SELECTED PASSAGE:
• • •

Few things trigger more fear than the thought of public speaking. But going blind during a spacewalk while circling the Earth at five miles a second might be scarier.

That's what happened to Canadian astronaut Chris Hadfield when he conducted a spacewalk to make a repair on the International Space Station. It was his first spacewalk, and his left eye went completely shut. The problem soon spread to his right eye, and he went blind in space.

Hadfield did not panic. Before the mission, he and the other astronauts had practiced for any situation, over and over. "We knew everything there is to know about the spacesuit, and we trained underwater thousands of times," Hadfield told a TED audience. "And we don't just practice things going right. We practice things going wrong all the time."

Hadfield didn't panic because the crew had practiced how to bring an incapacitated astronaut back inside the airlock. As it turned out, they didn't need to get to that step. The stuff in Hadfield's eye was no big deal. The anti-fog mixture of oil and soap had gotten into his eyes, and he wiped it out.

• • •

SOURCE DATA:
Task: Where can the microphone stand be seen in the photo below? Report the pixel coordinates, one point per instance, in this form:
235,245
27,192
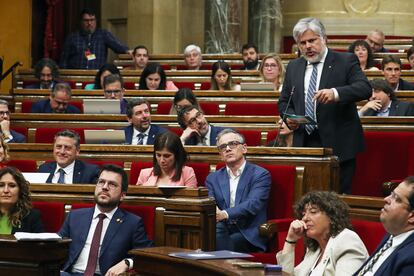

• • •

ABOUT THIS EXERCISE: Transcribe the spacewalk passage from "That's what happened" to "blind in space.". Work only from the spacewalk passage, not the data.

RESULT:
That's what happened to Canadian astronaut Chris Hadfield when he conducted a spacewalk to make a repair on the International Space Station. It was his first spacewalk, and his left eye went completely shut. The problem soon spread to his right eye, and he went blind in space.